> **Work task**:
Restating the records exactly is the whole task.

Stored data entries:
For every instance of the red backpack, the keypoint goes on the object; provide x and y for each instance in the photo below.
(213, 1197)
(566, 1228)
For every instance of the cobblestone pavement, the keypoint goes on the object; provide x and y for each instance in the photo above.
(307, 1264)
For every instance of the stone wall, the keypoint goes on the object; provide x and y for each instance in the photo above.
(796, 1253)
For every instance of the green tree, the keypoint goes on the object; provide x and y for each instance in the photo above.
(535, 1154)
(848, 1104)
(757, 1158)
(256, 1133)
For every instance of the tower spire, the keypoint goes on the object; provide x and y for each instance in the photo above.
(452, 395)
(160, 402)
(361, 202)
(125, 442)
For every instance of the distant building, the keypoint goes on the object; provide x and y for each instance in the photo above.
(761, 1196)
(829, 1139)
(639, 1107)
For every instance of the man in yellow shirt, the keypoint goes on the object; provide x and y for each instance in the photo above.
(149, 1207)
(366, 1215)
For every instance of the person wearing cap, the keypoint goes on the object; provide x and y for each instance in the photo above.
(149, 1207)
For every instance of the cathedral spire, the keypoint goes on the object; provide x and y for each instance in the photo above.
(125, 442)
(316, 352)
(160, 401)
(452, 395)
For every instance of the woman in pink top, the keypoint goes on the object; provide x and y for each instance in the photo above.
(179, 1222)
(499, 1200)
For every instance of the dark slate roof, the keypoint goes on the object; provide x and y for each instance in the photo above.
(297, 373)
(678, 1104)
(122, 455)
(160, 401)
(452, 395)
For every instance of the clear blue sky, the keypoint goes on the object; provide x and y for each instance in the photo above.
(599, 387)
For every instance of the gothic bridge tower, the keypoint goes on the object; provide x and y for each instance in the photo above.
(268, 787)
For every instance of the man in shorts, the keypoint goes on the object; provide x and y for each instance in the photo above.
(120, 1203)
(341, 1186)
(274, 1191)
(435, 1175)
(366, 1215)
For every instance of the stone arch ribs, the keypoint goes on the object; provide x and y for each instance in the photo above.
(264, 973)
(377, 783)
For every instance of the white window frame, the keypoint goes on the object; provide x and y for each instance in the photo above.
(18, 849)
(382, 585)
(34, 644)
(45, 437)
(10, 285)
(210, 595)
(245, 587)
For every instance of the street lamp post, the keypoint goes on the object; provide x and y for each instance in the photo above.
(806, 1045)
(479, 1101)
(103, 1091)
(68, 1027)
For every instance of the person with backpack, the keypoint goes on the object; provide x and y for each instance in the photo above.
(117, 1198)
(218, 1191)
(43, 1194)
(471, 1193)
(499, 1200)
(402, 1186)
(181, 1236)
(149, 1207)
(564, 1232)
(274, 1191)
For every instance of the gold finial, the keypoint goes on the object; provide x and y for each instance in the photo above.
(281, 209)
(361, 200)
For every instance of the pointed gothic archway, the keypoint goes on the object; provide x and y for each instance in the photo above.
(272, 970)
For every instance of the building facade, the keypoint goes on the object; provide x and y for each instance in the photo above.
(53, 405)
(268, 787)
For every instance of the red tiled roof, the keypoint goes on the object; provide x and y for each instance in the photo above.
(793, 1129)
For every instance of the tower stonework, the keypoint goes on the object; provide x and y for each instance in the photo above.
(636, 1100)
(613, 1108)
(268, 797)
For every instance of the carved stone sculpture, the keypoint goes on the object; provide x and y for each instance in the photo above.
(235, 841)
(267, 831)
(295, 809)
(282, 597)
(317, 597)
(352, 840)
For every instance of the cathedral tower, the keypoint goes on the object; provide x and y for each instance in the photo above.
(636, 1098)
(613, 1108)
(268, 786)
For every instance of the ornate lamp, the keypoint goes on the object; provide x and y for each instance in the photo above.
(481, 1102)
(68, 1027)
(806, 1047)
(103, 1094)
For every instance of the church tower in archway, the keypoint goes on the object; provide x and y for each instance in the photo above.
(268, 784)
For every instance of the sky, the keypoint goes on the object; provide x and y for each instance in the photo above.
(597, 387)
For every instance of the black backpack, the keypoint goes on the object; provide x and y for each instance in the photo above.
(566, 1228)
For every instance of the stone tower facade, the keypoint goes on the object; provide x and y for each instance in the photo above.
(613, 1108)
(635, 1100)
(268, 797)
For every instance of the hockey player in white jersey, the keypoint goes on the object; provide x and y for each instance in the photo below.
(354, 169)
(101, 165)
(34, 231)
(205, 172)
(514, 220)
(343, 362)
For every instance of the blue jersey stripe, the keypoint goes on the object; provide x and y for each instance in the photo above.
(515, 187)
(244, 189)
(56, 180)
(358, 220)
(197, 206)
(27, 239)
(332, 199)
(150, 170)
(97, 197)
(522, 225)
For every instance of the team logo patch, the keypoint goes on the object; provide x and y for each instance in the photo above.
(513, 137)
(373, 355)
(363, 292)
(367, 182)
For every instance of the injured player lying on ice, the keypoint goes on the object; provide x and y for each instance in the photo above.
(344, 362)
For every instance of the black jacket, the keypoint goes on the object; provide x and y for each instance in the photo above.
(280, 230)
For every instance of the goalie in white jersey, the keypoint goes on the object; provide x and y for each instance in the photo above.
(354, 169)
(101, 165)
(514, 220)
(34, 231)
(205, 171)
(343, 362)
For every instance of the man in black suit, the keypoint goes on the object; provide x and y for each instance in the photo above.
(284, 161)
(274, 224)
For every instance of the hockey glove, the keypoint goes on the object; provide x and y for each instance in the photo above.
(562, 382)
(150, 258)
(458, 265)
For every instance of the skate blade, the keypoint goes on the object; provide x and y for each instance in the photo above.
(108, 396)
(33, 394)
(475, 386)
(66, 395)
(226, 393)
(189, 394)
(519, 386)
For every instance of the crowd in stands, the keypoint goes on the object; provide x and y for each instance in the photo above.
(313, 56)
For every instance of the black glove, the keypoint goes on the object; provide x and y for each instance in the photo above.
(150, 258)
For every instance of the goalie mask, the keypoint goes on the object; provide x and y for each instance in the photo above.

> **Finished task**:
For every instance of the red backpack, the keypoint goes on the object; provide x and y for each instance in the photo below.
(213, 1197)
(566, 1228)
For every instance of the cobblestone pavement, the keypoint goes on the object; provide x and y for each instance in the photo above.
(307, 1264)
For every instance of the stone wall, the keypoint goes on the object; provide x and y for each instance in the photo above.
(796, 1253)
For every instance of the green tree, the keypoint goes on the object; provide x and y for each instance in the photo above.
(535, 1154)
(848, 1104)
(757, 1158)
(256, 1133)
For every instance of the tower spire, the keypoint goes on the object; provide x and y for each instance in the photo above.
(452, 395)
(160, 402)
(361, 202)
(125, 442)
For every instance of the distant building, the keypoint goes on the object; provide x and y for each instance in the photo above.
(761, 1196)
(829, 1139)
(639, 1107)
For every instance of the man in yellow shirt, the keypoint goes on the object; provide x and y for each instance in the photo above.
(149, 1207)
(366, 1215)
For every instance of the person wearing cap, the keypoint goes on the object; provide x and y for each instance in the photo above.
(149, 1207)
For every instance of the cathedral spire, the keypoint goes on the object; provide x and y for each instance in the photo above.
(125, 442)
(316, 352)
(160, 401)
(452, 395)
For every instance of the woman in pink top, the keypoint goes on the object; provide x and y for each instance in the photo above.
(179, 1222)
(499, 1200)
For every instance of the dark slate roof, the keypoint goes on the object; provide x and y for each instance in the photo above.
(297, 373)
(678, 1104)
(122, 455)
(160, 401)
(452, 395)
For every instance of the clear blue sky, the keypoint goes on the object; provide x and y for each instance in the photo above.
(599, 387)
For every instance of the gothic bridge tower, the keypoint goes on the object; provide x and y for each instance in the photo above.
(268, 787)
For every instance of the man in shorts, the keypoint goes on the object; provide x and y for each instance in the photo above.
(120, 1203)
(341, 1186)
(274, 1191)
(435, 1175)
(366, 1215)
For every instance of the stone arch ribs, the keypoint goes on the object; provide x and y for each instance in the photo above.
(264, 973)
(377, 783)
For every instance of the white window frame, the keypoint goes on the object; provide x and y for each instance in the photo above.
(18, 849)
(382, 585)
(34, 644)
(45, 437)
(10, 285)
(210, 595)
(245, 587)
For every instance of the street lamp post, the keypoint goes on the object; provide x and y for each instance in the photo above.
(806, 1045)
(479, 1101)
(103, 1091)
(68, 1027)
For every instance of the person with backpack, the keypoint goes on the object; provide x and y for each instance in the photo above.
(117, 1198)
(218, 1191)
(43, 1194)
(471, 1193)
(499, 1200)
(402, 1186)
(181, 1236)
(149, 1207)
(564, 1232)
(274, 1191)
For every instance of the gold finial, the keypoint goes on the object; provide x and y for each instance in the photo above.
(281, 209)
(361, 200)
For every instance of the pointed gothic archway, the keypoint goes on the object; provide x and y for each instance in the photo above.
(272, 970)
For every instance of the building facade, the keypoint goes on the object; provide x and y for each instance in the photo above.
(53, 405)
(268, 787)
For every instance of the red tiled roof, the keypoint goes on the object; provide x and y for each instance in the photo above.
(793, 1129)
For every instance of the tower stonework, the keypoint goes on the object; provide x and y for each instance in the photo above.
(636, 1100)
(613, 1108)
(268, 797)
For every instance of the carved stone sculpture, the keypoint goes on the object; provide x and y for each instance in the photo above.
(235, 841)
(267, 831)
(295, 809)
(282, 597)
(317, 597)
(352, 840)
For every instance of the cathedral tower, the keypoint goes on the object; provide x and y for each instance in the photo above.
(636, 1098)
(613, 1108)
(268, 786)
For every instance of the ornate lamp, the keypoint goes on the object; provide x and y for each instance in the photo above.
(481, 1102)
(68, 1027)
(806, 1047)
(103, 1094)
For every instance of the church tower in archway, the keypoint goes on the object; provide x and y for each instance in the photo above.
(268, 784)
For every instance of the sky, the keypoint goes on the object; provide x and y for each instance in the photo above.
(597, 387)
For every instance of the black backpack, the keypoint goes on the object; provide x and y for each instance in the photo above.
(566, 1228)
For every instance of the stone tower facade, the keypoint goes on the object; provide x and y for each instance in the photo above.
(613, 1108)
(635, 1100)
(268, 797)
For every instance of the hockey player in white jersey, the keypoint goes on the object; provide x and y for each instance in the photo below.
(354, 169)
(101, 165)
(34, 231)
(205, 172)
(514, 220)
(343, 362)
For every instance of the blue jersey stripe, the keypoint goes on the object; provide x and y for each instance in the photo above.
(515, 187)
(244, 189)
(56, 180)
(358, 220)
(197, 206)
(27, 239)
(332, 199)
(150, 170)
(97, 197)
(522, 225)
For every instance of the team logo patch, the keypoint goes on the object; provide x and y for each instance in the photo above.
(513, 137)
(373, 355)
(363, 292)
(367, 182)
For every instance of the injured player lying on ice, the keypoint goes on the object; provide x and y for each instance in the photo above.
(344, 362)
For every instance of the black jacket, the keypoint goes on the object; provide x and y for each instance in the photo above.
(280, 230)
For every instance of the goalie in white jersey, the keypoint goes on the object; provide x and y for each instance in the photo above.
(354, 169)
(101, 165)
(514, 220)
(34, 231)
(205, 171)
(343, 362)
For every instance of the man in black suit, the keypoint goes on the object; provide x and y for each instance in the photo above.
(284, 161)
(274, 224)
For every instance of the hockey glove, the keypoint goes on the object; provide x and y for each instance in the photo above.
(562, 382)
(150, 258)
(458, 265)
For every instance of the skate blade, the keypoint goes on the object; provide x and y for each instance in the photo above.
(108, 396)
(33, 394)
(475, 386)
(66, 395)
(226, 393)
(189, 394)
(519, 386)
For every instance of the crowd in stands, the keypoint goes on the object; provide x and y for each instance in the photo above.
(313, 56)
For every instance of the black glove, the keypoint goes on the object; provide x and y for each instance in the photo above.
(150, 258)
For every instance of the goalie mask, the keypoint goes on the object; provide x and y for each instance in the photo above.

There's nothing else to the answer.